## What you should do
Scan the listing and copy each line where the word "pointer" is present.

(Material supplied begins)

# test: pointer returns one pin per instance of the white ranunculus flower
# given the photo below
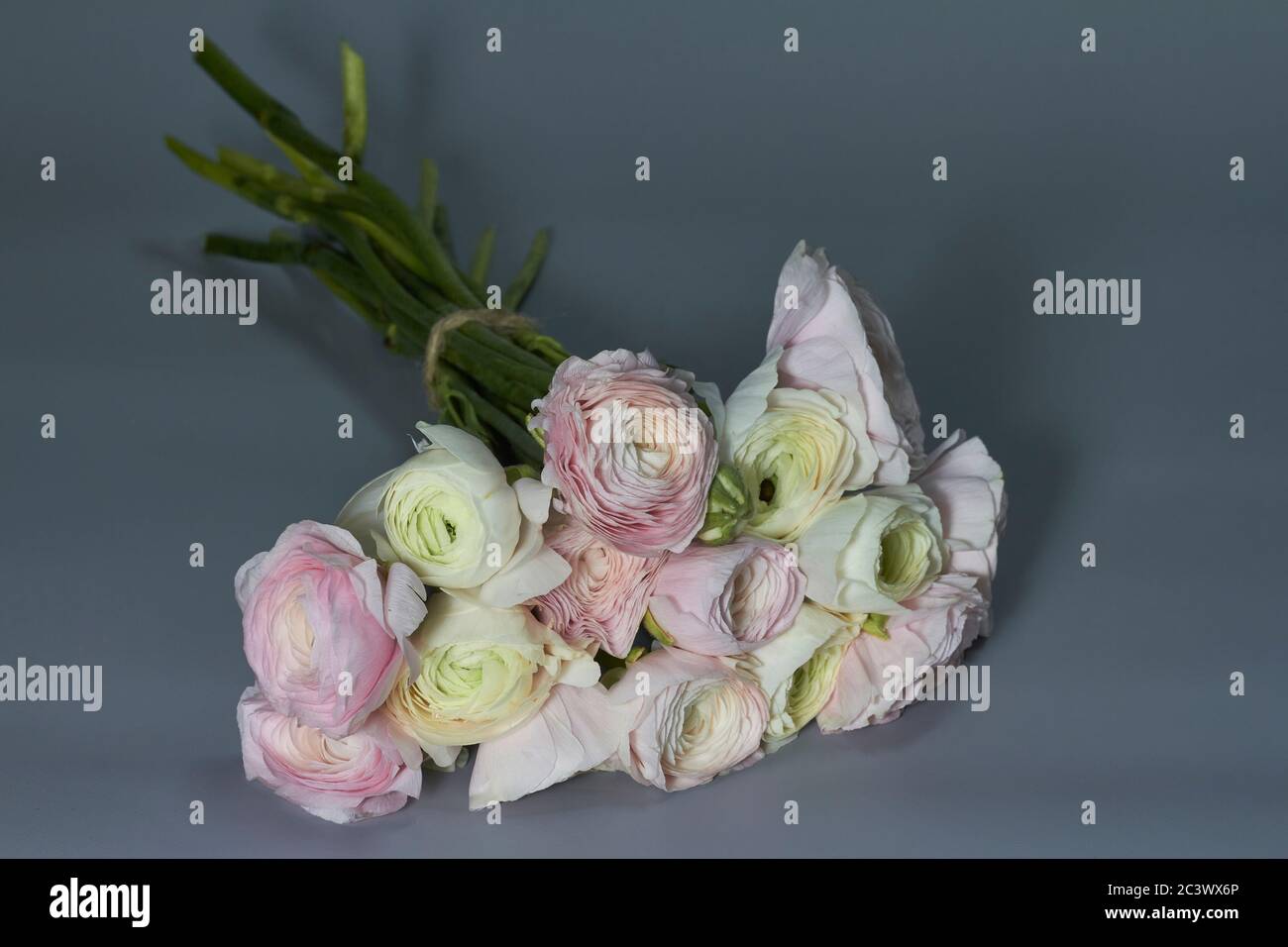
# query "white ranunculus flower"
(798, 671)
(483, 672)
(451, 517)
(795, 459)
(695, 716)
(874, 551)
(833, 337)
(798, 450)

(Material supplied ends)
(Material supplied begins)

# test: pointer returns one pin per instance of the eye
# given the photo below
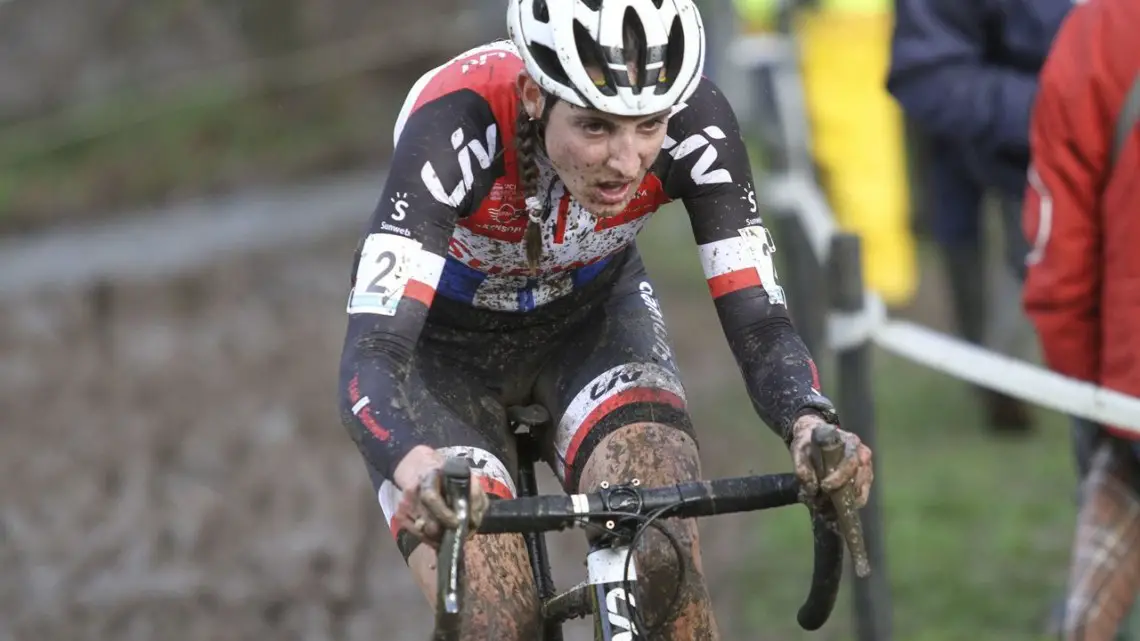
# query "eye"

(Material supplied ends)

## Exercise result
# test: pointer returns one pin per instance of the white ranunculus flower
# test: pointer returns one pin per instance of the eye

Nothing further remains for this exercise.